How to complete this task
Decide whether each statement below agrees with the passage on Mary Richardson Walker, answering yes or no and quoting the deciding words of the passage. 1. The American Board of Missionaries refused Mary because she was unmarried. 2. The missionaries reached the Whitman Mission in September 1838. 3. The Walkers spent ten years at the Tshimakain Mission.

Document section

Mary Richardson Walker (April 1, 1811 – December 5, 1897) was an American missionary. She was the daughter of Joseph and Charlotte Richardson of West Baldwin, Maine. Both parents were school teachers and valued education for all their children. She attended Maine Wesleyan Seminary. Mary wanted to be a missionary and applied at the American Board of Missionaries, but she was turned down, because she was not married.

William Thayer, a mutual friend of Mary Richardson and Elkanah Walker, knew they wanted to be missionaries, so he set up a meeting between them. After a 48-hour courtship, Elkanah proposed to Mary. A year later on March 5, 1838, they married hurriedly so they could depart for the Oregon Country as missionaries.

==Trip to Oregon Country==
The Walkers departed her home at North Yarmouth, Maine on March 7, 1838, for Boston, Massachusetts and then to Independence, Missouri for the long trip across the continent with three other couples: Cushing and Myra Eells, Asa and Sarah Gilbert White Smith, and William and Mary Augusta Dix Gray. Mary Walker became pregnant and traveled side-saddle for most of the 1900 miles. The missionaries arrived at the Whitman Mission on August 29, 1838.

==Tshimakain Mission created==
On September 20, 1839, the Walker and Eells family arrived at Tshimakain and began setting up their new homes among the Spokan Indian tribal people. The Walkers lived at the Tshimakain Mission for ten years. Six months, after the Whitman Massacre, 60 members of the Oregon Volunteers traveled up to the mission and brought the Walkers and Eells families to the Willamette Valley, Oregon Country.

(Point localization data)
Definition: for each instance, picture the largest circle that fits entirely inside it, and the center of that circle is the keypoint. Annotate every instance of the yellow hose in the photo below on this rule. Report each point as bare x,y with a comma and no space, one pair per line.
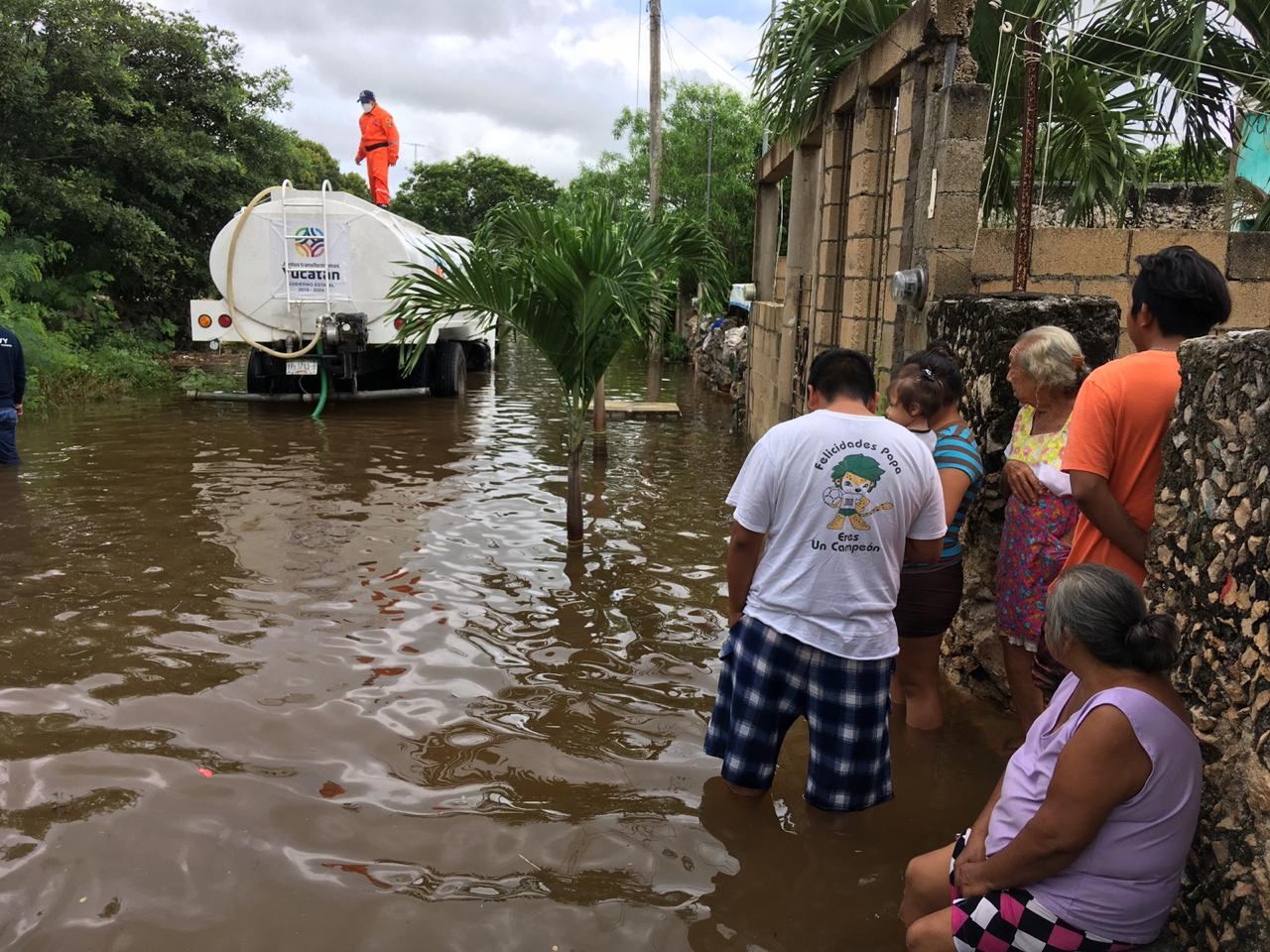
229,290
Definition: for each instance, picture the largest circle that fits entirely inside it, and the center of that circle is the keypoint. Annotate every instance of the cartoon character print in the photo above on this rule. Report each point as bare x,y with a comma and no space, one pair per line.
853,476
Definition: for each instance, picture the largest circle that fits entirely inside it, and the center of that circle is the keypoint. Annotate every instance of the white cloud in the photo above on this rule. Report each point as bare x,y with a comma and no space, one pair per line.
538,81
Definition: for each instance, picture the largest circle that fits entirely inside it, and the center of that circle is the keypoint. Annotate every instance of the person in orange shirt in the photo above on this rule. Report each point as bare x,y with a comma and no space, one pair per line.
1116,431
379,148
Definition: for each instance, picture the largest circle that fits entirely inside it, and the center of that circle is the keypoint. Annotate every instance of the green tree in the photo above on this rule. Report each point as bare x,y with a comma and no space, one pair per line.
1166,163
453,197
575,281
310,163
710,144
1112,77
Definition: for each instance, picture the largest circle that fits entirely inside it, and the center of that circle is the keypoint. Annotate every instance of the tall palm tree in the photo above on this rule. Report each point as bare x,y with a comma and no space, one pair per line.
576,282
1118,73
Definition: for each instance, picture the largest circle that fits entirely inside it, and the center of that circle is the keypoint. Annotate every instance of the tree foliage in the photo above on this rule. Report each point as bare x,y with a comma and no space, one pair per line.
1114,77
453,197
575,280
698,119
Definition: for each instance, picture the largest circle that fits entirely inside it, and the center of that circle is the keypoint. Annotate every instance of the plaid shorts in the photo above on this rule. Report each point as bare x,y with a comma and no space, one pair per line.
770,679
1012,920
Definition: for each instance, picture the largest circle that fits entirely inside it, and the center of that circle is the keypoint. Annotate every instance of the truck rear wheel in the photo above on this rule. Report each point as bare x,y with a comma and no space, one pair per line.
449,370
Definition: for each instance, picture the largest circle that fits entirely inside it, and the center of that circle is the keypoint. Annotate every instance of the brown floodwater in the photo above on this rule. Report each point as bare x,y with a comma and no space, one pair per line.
280,684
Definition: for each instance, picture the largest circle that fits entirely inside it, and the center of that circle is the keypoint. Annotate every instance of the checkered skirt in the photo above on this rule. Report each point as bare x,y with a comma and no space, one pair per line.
1012,920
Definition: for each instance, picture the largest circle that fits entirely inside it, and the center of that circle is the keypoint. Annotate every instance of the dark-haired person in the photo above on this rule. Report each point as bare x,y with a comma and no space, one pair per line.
1115,438
930,590
841,498
13,385
1082,844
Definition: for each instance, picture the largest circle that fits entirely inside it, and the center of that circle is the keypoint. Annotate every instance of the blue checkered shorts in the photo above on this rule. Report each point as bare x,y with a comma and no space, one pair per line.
770,679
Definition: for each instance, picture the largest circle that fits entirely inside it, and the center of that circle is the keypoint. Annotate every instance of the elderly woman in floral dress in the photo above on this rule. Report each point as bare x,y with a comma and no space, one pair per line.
1046,371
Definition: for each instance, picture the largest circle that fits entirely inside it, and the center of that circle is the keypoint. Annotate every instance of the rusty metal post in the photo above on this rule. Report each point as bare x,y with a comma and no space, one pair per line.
1028,164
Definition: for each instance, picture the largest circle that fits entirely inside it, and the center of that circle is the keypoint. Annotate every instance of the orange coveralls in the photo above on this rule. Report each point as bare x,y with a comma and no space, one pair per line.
379,148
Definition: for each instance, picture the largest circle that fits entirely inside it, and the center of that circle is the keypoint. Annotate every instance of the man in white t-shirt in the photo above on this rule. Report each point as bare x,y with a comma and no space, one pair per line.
842,498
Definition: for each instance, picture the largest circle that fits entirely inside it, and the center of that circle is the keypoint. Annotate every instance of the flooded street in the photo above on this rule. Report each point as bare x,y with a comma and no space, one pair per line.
273,684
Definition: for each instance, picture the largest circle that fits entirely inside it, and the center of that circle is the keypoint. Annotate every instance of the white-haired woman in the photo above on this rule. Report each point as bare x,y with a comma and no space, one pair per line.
1046,371
1083,842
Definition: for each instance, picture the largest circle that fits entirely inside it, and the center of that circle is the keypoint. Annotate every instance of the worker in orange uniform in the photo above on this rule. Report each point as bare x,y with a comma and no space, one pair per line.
379,148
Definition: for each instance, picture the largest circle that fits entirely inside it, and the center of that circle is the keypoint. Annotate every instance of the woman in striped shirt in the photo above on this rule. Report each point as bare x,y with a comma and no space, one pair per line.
930,594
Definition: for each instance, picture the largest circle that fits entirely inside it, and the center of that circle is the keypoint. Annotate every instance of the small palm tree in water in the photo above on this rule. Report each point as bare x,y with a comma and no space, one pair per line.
576,282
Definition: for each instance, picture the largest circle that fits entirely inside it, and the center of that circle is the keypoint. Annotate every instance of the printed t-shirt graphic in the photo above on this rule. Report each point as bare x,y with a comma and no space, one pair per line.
826,584
852,477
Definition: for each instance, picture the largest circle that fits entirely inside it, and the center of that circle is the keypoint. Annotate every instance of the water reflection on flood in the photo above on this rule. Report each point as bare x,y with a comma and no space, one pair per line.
418,720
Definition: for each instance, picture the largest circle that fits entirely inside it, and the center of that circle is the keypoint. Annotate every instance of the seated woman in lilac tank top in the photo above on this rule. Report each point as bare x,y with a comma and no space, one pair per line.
1080,847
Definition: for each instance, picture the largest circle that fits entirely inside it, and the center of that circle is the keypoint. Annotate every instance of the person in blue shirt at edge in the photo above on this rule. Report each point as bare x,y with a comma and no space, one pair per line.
930,592
13,386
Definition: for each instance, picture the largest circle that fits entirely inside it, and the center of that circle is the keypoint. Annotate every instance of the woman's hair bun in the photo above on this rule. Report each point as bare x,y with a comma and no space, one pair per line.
942,348
1152,643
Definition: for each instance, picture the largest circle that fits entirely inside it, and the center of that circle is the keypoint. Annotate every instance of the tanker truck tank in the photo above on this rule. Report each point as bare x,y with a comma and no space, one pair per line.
309,275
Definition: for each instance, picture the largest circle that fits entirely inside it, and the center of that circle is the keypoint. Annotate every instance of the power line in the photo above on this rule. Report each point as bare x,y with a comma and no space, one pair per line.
670,55
728,72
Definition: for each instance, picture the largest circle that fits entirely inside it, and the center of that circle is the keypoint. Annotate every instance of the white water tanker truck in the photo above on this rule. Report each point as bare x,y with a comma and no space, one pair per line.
305,278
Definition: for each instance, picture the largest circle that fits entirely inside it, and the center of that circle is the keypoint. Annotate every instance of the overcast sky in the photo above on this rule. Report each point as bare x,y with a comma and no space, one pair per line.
536,81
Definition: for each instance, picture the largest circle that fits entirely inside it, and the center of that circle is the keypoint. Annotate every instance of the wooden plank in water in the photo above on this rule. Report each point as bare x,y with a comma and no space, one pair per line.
639,409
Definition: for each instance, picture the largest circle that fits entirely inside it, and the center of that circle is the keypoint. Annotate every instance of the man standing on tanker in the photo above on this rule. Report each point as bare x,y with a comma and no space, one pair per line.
379,146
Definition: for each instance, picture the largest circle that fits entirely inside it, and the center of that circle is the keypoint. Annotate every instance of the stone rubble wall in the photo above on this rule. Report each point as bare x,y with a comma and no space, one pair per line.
982,331
1209,565
720,357
1199,207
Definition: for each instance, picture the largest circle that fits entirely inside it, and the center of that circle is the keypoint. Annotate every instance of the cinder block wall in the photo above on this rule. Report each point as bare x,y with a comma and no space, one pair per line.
765,341
1102,262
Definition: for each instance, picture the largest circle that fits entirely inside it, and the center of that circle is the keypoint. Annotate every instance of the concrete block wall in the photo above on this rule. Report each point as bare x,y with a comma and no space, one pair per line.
763,388
857,180
1102,262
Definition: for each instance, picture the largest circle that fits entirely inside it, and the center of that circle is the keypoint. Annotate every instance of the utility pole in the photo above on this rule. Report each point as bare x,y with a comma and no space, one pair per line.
767,131
1028,167
708,163
654,107
654,179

Your response
1. Yes: "but she was turned down, because she was not married."
2. No: "The missionaries arrived at the Whitman Mission on August 29, 1838."
3. Yes: "The Walkers lived at the Tshimakain Mission for ten years."